• _Work instructions_:
1 > In the article on South Africa's migrant crisis, can you rewrite the paragraph beginning "Enelise comes from Bulawayo" as a short list that keeps its main facts?
2 > According to the article on South Africa's migrant crisis, how many miles north was Enelise bussed to reach Beitbridge?
3 > Carry on the article on South Africa's migrant crisis, starting after its final sentence.

**** Text segment

Geoff Hill

South Africa’s migrant crisis

[Getty Images]

Johannesburg

It’s called the ‘Reverse Jive’, retracing your steps to where your journey began, and you’ll hear it talked about all over Johannesburg, especially now, with an election next Wednesday and immigration such a hot-button issue.

South Africa has a huge informal sector where the poor can at least scratch a living

In Pretoria, the government estimates there are more than three million Zimbabweans, or ‘Zimbos’, living in South Africa. Decades of oppression and mismanagement at home have collapsed the economy and Zimbos form a visible presence in Jo’burg, Durban and Cape Town. And thousands of them have done the Reverse Jive.

Enelise comes from Bulawayo and works the till at my local corner-store and, with me being Zimbabwean and a ‘home boy’, we always chat while I pay. She is 28 and rents a room in a nearby house. One night, on her way home from a party, Enelise was stopped by police looking for illegal migrants. Her accent gave her away as a foreigner and she was unable to produce a work permit. ‘Sometimes they take a bribe,’ she said, ‘Sometimes not.’

She was allowed to pack a bag, then taken into custody and eventually bussed 320 miles north to Beitbridge, the sole crossing between South Africa and Zimbabwe over what Rudyard Kipling called the ‘great, grey-green, greasy Limpopo River’.

‘Quick! Let’s virtue-signal to gain the kids’ approval.’

The bus, she later told me, had 60 or 70 illegals on it. ‘We were processed through the emigration point on the South African side,’ she said. ‘Some had overstayed their visa, but most had no papers. I had given the police a fake name and they accepted it.’

But how did she tell me this, you ask. By phone from Bulawayo? No! Enelise was arrested on a Thursday and was back at her till the next week. ‘Once you cross the bridge, the Zimbabwean authorities ask for your local ID number. Or your passport. They log that, ask what town you are from, and let you go.’ And right there, she said, just outside the customs hall, are the mini-bus taxis or malaisha – slang for ‘we will carry you’ – waiting for business. ‘Eight of us climbed into a malaisha and went back to Jo’burg.’

The drivers are known to the authorities on both sides of the Limpopo and pay a bribe to each. Enelise and her fellow travellers had done the Reverse Jive.

********
**** Information given

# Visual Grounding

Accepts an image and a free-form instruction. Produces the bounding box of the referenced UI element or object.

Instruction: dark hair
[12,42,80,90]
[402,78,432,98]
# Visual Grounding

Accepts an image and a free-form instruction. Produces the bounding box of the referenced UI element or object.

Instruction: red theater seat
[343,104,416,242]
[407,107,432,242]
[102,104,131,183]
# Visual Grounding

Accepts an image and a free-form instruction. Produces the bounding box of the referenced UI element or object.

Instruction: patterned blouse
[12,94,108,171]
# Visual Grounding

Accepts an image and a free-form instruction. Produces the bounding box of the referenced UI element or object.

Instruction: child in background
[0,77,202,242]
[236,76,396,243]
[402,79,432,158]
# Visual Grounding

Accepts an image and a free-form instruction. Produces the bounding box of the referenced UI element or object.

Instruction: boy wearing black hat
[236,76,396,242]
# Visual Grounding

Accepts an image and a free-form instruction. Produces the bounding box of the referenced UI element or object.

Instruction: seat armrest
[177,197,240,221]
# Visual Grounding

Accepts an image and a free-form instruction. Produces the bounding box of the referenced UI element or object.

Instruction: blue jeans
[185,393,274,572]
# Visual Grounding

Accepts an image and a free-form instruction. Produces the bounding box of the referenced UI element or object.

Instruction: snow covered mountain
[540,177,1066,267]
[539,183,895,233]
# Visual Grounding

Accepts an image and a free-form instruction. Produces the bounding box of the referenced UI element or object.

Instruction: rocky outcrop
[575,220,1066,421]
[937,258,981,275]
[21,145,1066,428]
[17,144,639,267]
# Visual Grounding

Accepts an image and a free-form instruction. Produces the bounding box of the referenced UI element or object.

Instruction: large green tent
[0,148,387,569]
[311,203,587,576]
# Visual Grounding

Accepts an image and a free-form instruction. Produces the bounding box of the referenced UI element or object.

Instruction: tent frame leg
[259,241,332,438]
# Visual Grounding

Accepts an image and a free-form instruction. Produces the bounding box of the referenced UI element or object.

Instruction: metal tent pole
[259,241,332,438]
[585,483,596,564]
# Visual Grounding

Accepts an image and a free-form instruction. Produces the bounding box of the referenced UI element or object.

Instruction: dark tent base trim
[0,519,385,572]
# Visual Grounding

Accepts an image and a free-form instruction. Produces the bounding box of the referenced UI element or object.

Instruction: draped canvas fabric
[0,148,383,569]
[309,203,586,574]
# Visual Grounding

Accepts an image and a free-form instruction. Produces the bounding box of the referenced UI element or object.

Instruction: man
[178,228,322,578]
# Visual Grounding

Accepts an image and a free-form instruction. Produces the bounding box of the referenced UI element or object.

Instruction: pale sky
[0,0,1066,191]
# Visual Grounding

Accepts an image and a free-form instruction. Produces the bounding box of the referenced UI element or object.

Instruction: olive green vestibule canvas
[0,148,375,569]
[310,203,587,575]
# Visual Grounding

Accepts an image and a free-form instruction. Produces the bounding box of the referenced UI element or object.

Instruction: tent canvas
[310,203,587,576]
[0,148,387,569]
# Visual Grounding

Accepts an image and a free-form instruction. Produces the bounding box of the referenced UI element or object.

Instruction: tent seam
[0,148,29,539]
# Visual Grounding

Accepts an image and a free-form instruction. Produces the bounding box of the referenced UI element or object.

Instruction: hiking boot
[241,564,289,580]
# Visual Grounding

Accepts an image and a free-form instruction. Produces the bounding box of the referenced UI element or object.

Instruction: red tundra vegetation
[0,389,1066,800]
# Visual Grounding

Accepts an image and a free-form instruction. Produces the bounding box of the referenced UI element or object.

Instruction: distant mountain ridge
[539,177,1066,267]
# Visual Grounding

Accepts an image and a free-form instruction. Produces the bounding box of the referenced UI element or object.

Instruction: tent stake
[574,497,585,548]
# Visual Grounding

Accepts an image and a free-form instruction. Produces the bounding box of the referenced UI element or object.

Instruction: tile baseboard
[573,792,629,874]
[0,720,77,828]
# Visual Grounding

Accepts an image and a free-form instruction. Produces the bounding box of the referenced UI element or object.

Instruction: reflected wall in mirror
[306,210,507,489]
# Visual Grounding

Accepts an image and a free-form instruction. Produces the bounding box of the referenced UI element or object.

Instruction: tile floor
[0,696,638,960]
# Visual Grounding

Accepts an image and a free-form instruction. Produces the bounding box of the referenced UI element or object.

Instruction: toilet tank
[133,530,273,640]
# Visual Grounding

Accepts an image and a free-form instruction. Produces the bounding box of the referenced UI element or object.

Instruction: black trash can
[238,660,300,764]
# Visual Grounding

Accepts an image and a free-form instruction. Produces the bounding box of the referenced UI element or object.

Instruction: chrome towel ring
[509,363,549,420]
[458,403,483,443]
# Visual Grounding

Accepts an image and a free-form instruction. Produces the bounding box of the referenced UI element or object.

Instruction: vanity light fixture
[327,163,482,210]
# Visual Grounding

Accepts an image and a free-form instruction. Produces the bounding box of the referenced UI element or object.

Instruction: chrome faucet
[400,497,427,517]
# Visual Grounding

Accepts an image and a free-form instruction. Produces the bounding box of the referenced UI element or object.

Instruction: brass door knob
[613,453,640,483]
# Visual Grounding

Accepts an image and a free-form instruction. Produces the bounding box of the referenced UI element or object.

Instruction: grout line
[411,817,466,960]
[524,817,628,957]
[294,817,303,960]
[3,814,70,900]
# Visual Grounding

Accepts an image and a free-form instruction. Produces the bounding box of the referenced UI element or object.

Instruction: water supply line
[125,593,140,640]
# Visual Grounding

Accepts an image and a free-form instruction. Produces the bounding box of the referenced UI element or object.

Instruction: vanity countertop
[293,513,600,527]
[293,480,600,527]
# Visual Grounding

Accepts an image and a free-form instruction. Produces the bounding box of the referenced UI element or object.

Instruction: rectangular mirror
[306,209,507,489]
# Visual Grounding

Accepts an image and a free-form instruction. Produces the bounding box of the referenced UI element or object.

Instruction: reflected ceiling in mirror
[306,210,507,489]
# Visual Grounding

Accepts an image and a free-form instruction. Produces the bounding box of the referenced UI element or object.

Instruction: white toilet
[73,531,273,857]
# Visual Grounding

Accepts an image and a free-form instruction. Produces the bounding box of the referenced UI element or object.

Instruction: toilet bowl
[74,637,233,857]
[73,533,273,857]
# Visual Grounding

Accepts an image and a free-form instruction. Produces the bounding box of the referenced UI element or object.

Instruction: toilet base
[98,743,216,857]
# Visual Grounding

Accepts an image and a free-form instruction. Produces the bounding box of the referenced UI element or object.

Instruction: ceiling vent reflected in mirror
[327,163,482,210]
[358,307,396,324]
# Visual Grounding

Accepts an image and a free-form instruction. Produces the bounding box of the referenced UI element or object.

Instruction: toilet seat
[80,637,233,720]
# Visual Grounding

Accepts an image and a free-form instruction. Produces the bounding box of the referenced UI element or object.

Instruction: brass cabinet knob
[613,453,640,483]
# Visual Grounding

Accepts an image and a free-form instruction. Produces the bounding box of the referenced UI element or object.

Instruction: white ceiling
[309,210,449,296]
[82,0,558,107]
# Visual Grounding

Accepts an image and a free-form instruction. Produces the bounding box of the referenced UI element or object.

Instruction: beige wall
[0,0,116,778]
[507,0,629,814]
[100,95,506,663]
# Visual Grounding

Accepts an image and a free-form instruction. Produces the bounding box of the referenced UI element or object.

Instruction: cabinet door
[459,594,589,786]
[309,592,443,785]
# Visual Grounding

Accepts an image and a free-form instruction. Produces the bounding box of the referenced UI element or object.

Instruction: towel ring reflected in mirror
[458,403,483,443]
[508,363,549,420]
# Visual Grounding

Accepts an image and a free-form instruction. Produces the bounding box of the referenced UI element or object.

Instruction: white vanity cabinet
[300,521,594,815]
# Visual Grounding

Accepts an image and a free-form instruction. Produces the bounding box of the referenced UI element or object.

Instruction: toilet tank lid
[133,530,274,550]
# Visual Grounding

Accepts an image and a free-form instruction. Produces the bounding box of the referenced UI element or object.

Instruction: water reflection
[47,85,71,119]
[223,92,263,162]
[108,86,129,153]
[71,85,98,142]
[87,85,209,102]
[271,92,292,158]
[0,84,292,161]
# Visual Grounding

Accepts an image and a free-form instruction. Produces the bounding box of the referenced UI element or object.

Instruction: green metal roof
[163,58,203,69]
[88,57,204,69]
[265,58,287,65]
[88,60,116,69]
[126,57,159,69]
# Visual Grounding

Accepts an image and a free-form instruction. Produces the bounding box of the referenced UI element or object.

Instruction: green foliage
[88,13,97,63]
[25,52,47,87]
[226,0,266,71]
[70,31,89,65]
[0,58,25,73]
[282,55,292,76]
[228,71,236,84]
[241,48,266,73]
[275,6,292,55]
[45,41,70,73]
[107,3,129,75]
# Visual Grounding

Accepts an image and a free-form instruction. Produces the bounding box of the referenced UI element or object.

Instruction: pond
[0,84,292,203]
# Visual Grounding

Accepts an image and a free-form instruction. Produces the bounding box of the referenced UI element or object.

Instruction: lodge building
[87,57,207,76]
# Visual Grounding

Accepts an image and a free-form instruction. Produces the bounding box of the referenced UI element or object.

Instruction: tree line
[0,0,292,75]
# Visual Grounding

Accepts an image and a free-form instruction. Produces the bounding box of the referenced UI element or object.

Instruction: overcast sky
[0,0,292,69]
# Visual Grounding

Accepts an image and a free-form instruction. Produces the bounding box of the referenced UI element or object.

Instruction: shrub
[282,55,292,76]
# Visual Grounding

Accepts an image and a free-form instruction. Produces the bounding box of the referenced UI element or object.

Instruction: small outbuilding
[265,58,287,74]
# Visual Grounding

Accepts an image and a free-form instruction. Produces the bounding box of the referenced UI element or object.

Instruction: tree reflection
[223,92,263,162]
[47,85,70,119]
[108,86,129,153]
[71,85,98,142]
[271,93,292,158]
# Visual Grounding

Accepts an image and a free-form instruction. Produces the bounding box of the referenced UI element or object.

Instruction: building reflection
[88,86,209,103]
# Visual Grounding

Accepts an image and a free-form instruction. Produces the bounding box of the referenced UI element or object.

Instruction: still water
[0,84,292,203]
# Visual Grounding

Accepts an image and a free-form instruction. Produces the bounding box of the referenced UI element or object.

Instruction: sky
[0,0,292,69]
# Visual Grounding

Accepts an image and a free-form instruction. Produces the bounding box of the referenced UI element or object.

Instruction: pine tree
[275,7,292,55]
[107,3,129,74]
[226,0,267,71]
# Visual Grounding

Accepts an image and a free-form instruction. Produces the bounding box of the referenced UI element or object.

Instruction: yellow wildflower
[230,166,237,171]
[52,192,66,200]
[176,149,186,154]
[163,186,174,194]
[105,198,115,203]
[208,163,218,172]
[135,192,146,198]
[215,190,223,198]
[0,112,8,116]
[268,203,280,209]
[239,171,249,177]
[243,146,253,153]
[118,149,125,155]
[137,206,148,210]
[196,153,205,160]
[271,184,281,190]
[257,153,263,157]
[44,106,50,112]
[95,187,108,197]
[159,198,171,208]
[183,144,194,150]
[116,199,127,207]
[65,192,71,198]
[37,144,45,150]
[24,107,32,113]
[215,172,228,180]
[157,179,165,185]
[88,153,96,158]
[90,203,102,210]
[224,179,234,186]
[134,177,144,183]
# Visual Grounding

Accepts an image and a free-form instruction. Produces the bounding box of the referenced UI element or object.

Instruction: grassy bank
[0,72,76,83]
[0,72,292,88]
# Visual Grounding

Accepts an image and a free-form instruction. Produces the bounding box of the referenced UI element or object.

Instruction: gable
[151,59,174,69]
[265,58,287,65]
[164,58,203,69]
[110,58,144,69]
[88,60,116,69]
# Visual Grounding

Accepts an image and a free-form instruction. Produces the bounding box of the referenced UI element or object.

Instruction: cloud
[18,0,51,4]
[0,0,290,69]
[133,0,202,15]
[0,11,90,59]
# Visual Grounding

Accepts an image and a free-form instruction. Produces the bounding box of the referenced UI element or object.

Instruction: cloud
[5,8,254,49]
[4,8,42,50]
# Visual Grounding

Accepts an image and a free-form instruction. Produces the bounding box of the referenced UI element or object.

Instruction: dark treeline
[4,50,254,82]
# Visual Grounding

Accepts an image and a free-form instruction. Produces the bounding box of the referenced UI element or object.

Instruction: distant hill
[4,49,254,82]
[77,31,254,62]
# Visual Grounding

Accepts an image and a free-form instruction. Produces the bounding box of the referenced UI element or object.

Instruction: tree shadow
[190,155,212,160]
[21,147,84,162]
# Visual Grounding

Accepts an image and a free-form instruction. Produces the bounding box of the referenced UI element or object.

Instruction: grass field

********

• _Response list_:
1 >
- Enelise, from Bulawayo, works the till at the writer's local corner store, and the two chat as fellow Zimbabweans.
- She is 28 and rents a room in a nearby house.
- One night, heading home from a party, she was stopped by police looking for illegal migrants.
- Her accent marked her as a foreigner, and she could not produce a work permit.
- She says police sometimes take a bribe and sometimes do not.

2 > 320 miles.

3 >
Last year, a new Border Management Authority was established including a paramilitary wing tasked with catching those who have jumped South Africa’s 3,000-mile land border, and thousands have been intercepted and sent home. But it’s a fraction of those who get through and the rest will no doubt try again.

But why do so many millions from across the country end up here on its southern tip? Do the maths. Zimbabwe, once the second-most diversified economy in Africa, has a GDP of just £25 billion, equivalent to that of Derbyshire. Rwanda’s is £10 billion and Liberia’s is a third of that. By contrast, South Africa’s economy is worth £320 billion a year including a huge informal sector – tuck shops, market stalls, unlicensed bars – where the poor can at least scratch a living. And with a population of 62 million, largely urban, it’s easy enough to hide.

The best intelligence lies on the ground and, as a journalist, when I want to take stock of how people are thinking or who they might vote for in the election, I visit a beer hall, known locally as a ‘shebeen’. There are hundreds in the black townships around Johannesburg. Some are licensed, others not; they range in size from a living room to an aircraft hangar, but the beer is always cheap. In this land of plenty where so many go to bed hungry, the beer hall is an escape, a place for talking, dancing, gossiping and bumming drinks from a white journalist.

Invariably I will be the only white face in a throng of black South Africans and almost as many migrants from Zimbabwe, Mozambique and all the way north to Sudan. Never have I been singled out or made to feel unwelcome, and speaking the vernacular – no matter how badly – does help. South Africa has the world’s third-highest murder rate and violence can erupt in a flash but I have a security team, all Zulus, who eye the mood and tell me if it’s time to leave.

Black-on-black xenophobia can be an issue, but for the most part people mix freely and I hear about the problems of unemployment, power cuts, taps that often run dry and why some in their twenties plan to vote for the 82-year-old former president Jacob Zuma, who stands accused of embezzling billions. ‘Because no one else is listening,’ they say. Zuma does walkabouts and will drop in at beer halls, whereas other politicians have armed guards just to move from their house to the blue-light convoy that speeds them through the traffic.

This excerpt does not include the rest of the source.